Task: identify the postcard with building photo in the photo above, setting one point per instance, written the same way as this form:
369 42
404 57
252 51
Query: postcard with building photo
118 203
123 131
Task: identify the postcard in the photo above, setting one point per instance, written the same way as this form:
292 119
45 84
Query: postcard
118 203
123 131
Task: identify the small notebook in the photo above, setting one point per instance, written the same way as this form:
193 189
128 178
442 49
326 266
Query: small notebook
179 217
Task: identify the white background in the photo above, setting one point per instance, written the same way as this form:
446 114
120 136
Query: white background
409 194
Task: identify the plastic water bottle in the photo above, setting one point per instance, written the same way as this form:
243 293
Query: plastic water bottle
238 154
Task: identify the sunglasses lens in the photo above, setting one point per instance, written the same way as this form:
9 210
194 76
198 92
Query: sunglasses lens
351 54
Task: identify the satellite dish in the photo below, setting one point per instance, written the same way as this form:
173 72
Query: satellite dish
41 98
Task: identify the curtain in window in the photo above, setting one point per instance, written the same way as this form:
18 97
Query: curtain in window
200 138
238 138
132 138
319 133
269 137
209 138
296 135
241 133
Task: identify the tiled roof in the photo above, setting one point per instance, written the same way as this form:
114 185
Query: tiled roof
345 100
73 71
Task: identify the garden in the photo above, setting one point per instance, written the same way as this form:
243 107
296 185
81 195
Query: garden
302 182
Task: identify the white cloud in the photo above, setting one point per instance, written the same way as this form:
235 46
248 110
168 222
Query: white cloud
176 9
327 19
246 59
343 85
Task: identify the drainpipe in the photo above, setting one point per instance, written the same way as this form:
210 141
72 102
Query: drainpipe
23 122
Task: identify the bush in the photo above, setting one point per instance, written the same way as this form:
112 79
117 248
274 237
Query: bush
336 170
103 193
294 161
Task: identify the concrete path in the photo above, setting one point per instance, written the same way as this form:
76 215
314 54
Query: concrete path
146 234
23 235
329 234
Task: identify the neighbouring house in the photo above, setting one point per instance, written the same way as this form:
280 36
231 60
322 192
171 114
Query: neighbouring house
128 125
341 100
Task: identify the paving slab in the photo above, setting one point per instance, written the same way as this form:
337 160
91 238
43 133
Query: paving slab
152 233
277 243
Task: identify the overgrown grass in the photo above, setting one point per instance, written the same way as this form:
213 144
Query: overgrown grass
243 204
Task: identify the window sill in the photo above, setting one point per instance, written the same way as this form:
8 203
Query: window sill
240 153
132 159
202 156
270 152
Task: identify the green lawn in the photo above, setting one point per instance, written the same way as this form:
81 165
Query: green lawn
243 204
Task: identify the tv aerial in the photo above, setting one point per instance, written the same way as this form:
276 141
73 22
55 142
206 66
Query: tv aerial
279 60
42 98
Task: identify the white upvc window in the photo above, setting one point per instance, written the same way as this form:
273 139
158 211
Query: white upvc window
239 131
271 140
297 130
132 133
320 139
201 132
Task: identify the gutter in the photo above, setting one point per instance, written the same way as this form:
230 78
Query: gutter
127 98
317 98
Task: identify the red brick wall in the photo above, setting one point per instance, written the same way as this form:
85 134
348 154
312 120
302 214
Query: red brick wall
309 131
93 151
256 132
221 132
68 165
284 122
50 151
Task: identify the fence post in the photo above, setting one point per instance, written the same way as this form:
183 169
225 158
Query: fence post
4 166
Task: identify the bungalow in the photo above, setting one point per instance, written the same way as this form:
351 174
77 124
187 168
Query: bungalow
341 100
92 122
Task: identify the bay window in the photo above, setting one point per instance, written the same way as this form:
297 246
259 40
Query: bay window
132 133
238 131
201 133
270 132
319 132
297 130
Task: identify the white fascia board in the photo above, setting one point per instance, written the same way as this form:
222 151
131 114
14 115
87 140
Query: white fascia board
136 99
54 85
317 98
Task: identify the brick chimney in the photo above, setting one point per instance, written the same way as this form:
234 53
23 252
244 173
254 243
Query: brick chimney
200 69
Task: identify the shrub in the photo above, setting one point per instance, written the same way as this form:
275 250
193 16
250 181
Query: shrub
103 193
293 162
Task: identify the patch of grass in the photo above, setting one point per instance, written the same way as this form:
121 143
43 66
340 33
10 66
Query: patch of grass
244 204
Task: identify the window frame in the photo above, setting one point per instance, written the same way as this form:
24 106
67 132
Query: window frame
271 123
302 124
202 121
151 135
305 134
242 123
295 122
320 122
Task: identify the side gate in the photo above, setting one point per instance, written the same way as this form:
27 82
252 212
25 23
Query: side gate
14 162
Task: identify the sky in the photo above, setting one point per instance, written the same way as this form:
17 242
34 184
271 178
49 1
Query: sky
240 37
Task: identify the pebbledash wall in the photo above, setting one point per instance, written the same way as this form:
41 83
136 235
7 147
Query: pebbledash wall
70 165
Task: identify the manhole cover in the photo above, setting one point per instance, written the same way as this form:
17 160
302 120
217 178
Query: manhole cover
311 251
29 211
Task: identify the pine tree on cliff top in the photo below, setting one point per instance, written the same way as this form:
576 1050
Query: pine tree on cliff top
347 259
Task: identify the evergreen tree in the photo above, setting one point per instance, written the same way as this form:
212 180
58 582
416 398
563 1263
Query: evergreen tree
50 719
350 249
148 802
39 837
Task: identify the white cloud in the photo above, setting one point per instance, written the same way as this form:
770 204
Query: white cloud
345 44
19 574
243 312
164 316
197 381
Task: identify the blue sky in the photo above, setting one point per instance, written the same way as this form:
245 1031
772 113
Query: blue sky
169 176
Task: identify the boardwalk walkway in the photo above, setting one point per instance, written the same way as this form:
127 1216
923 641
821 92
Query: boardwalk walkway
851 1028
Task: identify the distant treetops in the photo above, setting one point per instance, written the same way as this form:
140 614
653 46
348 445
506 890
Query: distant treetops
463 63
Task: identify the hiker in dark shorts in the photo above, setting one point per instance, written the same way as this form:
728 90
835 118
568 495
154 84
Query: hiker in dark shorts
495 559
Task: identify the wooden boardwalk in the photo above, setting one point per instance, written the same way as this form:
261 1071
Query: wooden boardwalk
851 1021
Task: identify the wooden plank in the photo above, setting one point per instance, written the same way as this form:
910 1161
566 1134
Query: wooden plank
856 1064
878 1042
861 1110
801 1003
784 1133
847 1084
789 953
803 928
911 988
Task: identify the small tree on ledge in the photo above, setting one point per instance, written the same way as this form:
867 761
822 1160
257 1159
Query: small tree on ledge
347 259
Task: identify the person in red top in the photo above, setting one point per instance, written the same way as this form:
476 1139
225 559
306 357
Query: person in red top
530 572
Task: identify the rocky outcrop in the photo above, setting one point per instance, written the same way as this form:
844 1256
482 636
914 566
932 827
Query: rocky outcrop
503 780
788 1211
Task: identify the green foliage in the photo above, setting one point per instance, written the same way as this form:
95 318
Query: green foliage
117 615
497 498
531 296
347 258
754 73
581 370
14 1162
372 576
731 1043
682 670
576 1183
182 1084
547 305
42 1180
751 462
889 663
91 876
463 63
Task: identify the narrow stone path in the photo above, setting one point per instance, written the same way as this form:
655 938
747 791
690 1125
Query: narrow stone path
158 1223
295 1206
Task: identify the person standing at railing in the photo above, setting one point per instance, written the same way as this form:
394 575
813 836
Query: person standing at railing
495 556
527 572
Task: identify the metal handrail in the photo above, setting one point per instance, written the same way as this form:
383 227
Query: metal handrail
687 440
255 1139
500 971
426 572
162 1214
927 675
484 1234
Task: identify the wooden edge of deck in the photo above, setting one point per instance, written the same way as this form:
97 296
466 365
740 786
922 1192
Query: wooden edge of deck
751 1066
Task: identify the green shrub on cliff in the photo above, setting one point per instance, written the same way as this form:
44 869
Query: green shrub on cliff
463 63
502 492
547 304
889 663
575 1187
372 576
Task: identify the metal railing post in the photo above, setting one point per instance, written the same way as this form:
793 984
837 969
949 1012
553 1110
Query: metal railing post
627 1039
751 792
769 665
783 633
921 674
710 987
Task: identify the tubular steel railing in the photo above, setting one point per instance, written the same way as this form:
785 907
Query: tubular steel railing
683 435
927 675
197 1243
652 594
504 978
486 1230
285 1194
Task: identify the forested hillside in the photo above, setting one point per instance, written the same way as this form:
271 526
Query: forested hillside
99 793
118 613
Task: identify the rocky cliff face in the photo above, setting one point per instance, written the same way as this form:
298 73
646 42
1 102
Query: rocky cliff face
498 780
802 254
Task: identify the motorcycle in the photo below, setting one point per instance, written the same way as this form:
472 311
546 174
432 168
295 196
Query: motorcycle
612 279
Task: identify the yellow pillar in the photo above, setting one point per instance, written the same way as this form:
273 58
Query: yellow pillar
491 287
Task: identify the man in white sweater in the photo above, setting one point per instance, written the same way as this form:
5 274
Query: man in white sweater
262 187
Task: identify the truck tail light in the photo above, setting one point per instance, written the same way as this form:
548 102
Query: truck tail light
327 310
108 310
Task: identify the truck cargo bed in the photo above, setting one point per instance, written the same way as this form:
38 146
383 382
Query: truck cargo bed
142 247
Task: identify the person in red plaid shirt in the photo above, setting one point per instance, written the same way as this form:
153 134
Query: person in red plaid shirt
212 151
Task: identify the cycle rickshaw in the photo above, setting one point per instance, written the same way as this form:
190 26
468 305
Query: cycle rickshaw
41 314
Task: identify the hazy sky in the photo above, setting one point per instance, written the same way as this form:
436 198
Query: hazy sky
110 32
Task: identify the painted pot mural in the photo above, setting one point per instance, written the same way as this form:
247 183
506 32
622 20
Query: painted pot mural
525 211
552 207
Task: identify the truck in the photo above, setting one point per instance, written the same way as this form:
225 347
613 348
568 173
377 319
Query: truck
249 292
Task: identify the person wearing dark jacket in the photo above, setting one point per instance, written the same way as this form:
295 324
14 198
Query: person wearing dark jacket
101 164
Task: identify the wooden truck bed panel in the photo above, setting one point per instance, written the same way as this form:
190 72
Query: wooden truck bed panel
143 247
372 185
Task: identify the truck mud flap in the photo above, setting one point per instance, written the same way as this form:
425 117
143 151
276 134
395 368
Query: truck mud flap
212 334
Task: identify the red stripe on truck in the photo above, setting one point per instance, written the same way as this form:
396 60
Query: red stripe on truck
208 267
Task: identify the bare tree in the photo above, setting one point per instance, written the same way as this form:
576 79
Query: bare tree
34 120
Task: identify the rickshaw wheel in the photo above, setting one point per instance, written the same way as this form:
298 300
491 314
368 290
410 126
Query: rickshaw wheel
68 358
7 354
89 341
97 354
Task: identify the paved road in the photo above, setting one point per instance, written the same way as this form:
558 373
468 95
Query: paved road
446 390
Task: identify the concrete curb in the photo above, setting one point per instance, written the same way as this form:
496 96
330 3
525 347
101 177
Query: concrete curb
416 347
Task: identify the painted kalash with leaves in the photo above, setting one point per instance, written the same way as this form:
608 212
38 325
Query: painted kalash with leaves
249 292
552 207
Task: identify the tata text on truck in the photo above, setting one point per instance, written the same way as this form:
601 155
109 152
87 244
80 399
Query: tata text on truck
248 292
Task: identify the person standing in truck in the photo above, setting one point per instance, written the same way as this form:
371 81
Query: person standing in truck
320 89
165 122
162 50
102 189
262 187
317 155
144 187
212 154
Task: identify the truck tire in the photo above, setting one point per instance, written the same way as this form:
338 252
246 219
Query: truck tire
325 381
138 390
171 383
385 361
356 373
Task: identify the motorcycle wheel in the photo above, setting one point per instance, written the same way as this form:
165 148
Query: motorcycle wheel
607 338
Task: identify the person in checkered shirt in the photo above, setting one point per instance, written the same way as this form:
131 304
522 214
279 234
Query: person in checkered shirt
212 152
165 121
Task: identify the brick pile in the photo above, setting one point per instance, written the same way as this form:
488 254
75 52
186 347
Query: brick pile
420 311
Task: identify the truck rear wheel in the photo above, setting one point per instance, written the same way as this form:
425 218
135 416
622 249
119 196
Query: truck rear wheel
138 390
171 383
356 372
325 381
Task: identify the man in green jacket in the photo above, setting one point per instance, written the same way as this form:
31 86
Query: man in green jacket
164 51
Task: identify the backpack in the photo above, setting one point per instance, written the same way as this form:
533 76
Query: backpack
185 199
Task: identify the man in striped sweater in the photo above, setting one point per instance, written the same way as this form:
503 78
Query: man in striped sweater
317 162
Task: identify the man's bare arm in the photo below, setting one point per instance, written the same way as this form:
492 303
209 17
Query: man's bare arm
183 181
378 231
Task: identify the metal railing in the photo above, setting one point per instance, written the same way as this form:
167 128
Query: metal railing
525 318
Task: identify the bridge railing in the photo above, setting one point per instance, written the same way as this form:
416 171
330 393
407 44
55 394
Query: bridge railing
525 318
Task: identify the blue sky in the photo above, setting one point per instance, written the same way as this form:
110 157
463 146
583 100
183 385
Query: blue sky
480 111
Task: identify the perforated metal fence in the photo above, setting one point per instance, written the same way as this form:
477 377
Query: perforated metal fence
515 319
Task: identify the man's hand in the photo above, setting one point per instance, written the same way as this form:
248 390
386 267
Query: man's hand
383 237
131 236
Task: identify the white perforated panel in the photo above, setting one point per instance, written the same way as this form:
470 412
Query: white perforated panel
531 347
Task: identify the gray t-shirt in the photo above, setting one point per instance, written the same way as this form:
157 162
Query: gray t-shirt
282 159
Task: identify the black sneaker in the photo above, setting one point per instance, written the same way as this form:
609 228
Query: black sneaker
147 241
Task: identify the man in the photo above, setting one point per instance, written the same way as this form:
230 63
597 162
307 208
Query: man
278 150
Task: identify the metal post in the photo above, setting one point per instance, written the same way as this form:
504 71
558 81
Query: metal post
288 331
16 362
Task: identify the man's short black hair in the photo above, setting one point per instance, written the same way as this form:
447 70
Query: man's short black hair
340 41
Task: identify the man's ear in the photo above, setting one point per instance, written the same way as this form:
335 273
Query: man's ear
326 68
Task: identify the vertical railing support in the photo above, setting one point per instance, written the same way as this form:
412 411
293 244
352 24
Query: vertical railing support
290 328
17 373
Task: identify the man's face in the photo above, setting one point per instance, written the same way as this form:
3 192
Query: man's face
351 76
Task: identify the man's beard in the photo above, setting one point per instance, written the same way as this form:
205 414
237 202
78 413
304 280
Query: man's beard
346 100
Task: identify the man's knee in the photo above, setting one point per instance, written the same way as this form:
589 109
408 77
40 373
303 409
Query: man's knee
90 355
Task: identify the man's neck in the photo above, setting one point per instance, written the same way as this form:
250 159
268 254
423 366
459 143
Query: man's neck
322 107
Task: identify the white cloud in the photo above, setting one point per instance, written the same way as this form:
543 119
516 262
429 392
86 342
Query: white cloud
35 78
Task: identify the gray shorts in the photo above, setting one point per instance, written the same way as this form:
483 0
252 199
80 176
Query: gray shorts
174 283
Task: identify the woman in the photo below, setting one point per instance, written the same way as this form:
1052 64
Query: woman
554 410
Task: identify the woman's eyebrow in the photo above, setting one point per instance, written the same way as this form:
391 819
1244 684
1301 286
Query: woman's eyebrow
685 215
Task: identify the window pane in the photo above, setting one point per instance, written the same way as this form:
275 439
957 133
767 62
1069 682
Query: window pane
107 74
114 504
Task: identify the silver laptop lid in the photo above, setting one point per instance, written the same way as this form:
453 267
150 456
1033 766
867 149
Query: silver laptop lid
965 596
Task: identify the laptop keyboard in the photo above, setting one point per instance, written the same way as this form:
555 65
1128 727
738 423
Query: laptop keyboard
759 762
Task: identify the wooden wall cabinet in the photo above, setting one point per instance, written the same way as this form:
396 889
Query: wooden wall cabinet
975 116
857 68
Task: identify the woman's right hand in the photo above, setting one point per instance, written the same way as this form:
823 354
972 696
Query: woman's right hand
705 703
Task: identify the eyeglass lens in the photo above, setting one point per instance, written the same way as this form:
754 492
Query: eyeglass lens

Written exercise: Can you quote exactly the lines from the one containing "Task: identify the silver" through the last line of the records above, and nothing else?

Result of this task:
Task: identify the silver laptop lid in the photo above, setting one point per instance, written the same way as this form:
453 267
150 456
1033 766
867 149
Query: silver laptop lid
965 596
Task: identify the laptop keyboard in the photo above, setting one point per instance, written the same way as this form:
555 65
1128 727
738 423
Query: laptop keyboard
759 762
Task: identify the wooden wall cabinet in the photo above, setting one point per instance, written the same way as this form:
396 889
Query: wooden wall cabinet
975 116
857 68
Task: identify the woman's right hand in the photo above, setting one point per instance, written the same way as this form:
823 354
972 696
Query: woman's right hand
705 703
Task: identify the eyeglass lens in the photo above, setting one point per instance, written the same way as this form:
754 492
Query: eyeglass lens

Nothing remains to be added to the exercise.